---------- Input
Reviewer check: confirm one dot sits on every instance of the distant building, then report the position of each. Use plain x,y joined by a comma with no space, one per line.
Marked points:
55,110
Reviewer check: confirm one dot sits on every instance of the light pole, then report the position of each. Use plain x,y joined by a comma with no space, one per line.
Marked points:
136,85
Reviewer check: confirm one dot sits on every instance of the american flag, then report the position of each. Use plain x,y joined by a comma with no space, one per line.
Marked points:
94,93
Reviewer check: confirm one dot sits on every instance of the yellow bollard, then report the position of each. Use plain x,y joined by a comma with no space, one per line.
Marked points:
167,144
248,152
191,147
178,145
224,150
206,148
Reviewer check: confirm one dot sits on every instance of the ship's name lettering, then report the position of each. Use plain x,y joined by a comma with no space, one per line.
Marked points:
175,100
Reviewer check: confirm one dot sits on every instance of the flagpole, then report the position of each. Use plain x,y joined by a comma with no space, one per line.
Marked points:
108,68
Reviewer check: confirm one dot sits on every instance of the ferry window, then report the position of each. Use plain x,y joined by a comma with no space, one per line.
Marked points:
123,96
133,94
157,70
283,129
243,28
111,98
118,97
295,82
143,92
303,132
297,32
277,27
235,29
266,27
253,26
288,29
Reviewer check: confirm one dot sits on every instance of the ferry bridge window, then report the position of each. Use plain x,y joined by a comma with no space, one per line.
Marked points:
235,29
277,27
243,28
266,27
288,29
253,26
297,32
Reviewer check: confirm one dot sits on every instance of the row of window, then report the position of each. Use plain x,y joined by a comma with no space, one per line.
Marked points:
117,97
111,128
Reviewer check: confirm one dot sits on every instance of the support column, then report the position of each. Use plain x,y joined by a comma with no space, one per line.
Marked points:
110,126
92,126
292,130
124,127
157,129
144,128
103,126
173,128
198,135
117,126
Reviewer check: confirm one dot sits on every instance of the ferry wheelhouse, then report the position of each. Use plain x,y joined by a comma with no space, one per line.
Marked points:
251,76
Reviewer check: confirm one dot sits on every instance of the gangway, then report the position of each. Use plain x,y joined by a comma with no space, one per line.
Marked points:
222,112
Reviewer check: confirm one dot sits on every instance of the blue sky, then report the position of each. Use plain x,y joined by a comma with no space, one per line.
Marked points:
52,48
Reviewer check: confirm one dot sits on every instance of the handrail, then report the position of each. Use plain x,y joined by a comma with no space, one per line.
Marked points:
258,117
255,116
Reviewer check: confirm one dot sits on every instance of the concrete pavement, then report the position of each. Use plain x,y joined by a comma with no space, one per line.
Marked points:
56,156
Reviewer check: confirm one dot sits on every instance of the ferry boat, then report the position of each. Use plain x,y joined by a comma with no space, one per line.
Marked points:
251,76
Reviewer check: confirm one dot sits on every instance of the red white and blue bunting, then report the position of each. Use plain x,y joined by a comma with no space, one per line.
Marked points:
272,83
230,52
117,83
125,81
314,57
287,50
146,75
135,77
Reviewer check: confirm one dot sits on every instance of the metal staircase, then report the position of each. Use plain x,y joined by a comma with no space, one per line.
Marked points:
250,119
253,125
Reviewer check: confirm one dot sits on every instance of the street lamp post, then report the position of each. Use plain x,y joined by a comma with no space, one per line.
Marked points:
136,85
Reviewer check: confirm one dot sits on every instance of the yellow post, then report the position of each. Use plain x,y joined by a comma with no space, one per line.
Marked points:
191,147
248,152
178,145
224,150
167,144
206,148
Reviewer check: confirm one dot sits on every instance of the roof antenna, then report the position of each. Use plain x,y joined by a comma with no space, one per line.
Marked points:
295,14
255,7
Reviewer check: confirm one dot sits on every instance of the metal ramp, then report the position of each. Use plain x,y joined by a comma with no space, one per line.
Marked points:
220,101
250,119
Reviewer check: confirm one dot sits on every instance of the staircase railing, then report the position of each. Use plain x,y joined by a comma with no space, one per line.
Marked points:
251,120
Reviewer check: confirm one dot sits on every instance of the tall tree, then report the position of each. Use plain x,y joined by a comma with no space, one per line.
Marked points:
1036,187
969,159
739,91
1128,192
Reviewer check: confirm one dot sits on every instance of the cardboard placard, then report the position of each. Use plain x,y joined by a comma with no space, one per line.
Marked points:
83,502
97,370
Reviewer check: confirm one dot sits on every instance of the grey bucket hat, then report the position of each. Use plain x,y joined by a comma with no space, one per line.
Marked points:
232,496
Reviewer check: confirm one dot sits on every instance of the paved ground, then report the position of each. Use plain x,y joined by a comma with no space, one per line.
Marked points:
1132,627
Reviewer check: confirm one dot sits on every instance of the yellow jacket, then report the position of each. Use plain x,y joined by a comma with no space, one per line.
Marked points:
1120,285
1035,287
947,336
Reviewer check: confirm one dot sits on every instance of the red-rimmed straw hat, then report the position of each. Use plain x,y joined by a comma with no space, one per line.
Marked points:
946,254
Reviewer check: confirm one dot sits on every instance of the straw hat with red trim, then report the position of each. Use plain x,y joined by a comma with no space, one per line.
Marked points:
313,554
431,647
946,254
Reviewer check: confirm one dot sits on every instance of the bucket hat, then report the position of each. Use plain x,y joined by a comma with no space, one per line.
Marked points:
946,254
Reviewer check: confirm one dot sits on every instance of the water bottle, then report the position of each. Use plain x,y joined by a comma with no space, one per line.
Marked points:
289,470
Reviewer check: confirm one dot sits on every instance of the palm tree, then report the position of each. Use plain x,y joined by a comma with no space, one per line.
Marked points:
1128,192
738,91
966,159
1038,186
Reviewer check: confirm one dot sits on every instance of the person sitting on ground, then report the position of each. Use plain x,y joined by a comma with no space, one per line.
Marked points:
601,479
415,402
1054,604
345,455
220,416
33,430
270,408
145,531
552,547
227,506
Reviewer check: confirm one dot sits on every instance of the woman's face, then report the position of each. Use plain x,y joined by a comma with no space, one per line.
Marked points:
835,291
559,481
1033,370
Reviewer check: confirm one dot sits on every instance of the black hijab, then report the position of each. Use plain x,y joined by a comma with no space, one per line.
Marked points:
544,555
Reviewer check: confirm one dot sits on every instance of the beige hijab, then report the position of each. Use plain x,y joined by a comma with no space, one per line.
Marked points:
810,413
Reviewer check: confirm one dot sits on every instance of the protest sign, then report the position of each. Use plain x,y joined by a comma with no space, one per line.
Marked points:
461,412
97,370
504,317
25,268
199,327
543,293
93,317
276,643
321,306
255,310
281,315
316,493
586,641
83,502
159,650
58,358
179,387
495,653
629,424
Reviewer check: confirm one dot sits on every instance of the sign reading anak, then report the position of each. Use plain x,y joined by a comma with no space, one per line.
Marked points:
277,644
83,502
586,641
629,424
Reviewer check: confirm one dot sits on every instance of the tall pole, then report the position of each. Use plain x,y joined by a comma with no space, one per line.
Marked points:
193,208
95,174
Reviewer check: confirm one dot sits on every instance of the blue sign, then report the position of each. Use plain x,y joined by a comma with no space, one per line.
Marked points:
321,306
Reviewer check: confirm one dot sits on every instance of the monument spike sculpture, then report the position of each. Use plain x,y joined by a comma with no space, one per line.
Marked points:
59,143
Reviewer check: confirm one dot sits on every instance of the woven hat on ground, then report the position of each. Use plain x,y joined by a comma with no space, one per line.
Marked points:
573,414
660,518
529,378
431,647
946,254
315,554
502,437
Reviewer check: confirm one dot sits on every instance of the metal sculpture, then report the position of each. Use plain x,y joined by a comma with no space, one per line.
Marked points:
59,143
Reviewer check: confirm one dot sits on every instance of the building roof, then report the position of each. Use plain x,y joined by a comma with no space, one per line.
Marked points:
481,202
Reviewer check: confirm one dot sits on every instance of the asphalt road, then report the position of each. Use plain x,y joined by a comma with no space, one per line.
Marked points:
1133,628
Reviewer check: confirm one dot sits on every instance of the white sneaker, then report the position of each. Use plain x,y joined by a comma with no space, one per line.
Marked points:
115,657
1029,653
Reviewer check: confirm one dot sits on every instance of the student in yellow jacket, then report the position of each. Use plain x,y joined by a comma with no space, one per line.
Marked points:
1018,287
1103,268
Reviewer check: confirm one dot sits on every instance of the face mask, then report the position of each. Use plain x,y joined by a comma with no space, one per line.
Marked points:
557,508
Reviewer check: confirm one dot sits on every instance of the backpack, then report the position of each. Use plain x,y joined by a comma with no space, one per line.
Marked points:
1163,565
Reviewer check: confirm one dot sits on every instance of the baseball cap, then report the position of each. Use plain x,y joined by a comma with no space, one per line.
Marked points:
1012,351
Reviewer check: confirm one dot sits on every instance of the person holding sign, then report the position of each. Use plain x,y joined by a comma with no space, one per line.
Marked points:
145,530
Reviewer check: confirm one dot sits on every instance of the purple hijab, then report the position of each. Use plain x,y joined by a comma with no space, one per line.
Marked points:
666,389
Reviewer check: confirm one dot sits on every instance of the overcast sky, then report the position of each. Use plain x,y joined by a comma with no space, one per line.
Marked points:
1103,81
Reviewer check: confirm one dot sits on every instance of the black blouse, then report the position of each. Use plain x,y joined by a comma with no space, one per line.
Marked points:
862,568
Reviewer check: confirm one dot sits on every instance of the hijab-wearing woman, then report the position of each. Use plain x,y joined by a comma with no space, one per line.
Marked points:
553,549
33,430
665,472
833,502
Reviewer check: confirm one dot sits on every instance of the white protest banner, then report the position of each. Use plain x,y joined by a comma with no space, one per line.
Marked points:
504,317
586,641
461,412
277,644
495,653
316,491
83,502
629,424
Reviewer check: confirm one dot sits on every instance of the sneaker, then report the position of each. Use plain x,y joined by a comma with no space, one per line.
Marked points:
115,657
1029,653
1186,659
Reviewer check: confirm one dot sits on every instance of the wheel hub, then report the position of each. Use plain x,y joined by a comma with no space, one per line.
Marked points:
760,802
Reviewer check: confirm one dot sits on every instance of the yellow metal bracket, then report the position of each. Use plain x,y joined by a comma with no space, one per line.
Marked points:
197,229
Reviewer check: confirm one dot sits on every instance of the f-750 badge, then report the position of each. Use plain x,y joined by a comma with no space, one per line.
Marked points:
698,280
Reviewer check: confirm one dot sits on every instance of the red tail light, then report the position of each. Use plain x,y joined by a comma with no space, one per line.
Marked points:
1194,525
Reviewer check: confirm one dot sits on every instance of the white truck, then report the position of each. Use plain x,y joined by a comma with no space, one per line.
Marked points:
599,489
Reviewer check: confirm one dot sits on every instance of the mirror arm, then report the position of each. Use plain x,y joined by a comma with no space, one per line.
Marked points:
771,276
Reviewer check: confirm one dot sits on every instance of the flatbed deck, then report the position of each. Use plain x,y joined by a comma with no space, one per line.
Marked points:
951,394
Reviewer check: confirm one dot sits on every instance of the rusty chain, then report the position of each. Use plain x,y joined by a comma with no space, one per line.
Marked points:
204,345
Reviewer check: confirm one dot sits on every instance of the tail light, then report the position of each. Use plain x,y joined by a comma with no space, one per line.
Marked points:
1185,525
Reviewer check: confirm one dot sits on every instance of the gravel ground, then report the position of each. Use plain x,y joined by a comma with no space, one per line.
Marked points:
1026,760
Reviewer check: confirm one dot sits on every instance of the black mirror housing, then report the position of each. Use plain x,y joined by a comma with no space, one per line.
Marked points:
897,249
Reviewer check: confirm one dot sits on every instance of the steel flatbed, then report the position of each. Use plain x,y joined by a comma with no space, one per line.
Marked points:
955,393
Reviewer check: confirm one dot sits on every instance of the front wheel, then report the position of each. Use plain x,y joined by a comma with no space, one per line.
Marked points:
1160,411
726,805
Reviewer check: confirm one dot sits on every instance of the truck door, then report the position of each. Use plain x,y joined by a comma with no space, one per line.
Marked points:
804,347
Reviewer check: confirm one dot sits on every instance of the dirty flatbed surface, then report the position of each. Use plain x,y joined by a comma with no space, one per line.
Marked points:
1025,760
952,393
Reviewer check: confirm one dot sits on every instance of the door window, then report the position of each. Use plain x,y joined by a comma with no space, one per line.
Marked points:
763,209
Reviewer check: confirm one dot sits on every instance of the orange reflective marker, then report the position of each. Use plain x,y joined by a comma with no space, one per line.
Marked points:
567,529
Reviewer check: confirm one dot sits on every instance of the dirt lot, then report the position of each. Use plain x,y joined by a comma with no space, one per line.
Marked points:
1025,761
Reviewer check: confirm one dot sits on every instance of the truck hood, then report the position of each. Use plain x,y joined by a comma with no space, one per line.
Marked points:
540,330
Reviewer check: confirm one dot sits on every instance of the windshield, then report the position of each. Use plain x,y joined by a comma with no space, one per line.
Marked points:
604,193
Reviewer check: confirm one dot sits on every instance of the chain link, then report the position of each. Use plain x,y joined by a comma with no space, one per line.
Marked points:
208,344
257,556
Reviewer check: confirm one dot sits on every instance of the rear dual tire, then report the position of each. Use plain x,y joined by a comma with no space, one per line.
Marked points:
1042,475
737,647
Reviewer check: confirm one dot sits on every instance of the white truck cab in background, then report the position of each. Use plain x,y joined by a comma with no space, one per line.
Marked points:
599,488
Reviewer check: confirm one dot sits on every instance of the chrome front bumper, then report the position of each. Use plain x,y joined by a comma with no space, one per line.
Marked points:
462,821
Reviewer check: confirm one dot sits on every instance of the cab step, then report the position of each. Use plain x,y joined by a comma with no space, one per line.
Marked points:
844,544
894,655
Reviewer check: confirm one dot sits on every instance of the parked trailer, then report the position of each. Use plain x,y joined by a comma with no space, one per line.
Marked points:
--------------------
* _Work to complete_
Exactly how many lines of the records include "jacket"? Provide the number by itself.

* _Answer box_
2